### Task description
Please show each line of the material below that contains the word "wave", copying every such line in full.
......
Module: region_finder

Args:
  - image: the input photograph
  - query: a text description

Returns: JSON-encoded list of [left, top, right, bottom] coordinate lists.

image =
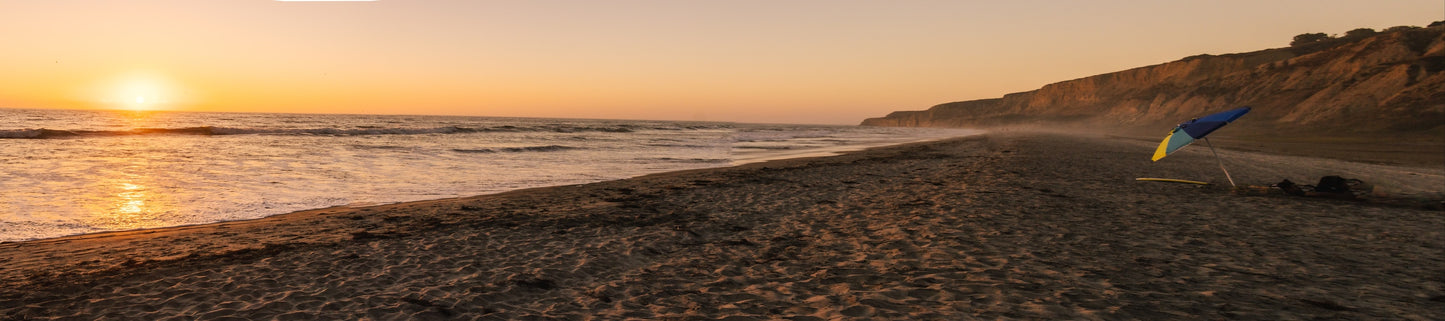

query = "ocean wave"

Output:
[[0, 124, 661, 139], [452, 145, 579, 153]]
......
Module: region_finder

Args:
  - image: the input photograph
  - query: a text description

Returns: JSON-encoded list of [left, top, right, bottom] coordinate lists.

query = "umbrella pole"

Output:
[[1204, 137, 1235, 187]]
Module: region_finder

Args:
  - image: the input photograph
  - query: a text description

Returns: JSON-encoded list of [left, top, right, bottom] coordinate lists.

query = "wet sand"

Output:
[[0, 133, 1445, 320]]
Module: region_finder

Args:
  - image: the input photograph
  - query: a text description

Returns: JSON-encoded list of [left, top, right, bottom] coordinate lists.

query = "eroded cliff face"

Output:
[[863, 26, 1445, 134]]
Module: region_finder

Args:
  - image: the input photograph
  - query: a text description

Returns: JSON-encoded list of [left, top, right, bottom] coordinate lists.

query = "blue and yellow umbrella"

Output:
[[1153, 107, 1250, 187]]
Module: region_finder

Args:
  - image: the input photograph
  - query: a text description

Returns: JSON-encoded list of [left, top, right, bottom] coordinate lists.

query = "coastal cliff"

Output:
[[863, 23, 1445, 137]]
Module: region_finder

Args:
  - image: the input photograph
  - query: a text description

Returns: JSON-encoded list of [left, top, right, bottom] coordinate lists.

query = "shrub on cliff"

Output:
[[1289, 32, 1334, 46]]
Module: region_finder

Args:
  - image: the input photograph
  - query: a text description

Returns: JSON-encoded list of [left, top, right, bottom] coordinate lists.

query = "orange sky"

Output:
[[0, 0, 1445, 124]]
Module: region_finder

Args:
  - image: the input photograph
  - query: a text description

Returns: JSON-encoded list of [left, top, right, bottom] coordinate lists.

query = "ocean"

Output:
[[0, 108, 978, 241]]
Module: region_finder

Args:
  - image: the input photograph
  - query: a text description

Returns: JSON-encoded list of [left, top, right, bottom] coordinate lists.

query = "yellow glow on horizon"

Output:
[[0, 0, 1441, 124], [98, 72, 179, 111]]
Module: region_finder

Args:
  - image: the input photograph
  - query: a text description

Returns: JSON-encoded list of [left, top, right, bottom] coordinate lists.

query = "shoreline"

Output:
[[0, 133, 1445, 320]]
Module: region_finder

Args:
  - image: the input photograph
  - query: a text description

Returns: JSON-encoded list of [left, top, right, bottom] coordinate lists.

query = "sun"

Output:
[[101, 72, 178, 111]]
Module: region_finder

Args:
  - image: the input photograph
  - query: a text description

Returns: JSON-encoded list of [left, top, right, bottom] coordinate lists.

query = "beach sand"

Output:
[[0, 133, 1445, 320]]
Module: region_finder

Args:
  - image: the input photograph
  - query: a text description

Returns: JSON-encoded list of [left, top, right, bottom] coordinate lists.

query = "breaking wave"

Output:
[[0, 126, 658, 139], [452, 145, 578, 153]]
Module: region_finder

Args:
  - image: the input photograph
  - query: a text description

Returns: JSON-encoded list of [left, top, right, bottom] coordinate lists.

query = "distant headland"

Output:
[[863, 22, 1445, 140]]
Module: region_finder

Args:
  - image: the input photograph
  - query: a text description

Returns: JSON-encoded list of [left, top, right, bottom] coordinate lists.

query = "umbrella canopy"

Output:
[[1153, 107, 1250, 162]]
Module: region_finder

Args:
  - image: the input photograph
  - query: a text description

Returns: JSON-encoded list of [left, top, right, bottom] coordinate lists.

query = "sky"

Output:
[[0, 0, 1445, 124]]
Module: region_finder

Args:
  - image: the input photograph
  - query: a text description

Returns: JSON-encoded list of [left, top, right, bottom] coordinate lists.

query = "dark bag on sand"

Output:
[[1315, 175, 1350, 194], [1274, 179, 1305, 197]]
......
### Response to the exercise
query = "ocean wave"
query = "breaking wave"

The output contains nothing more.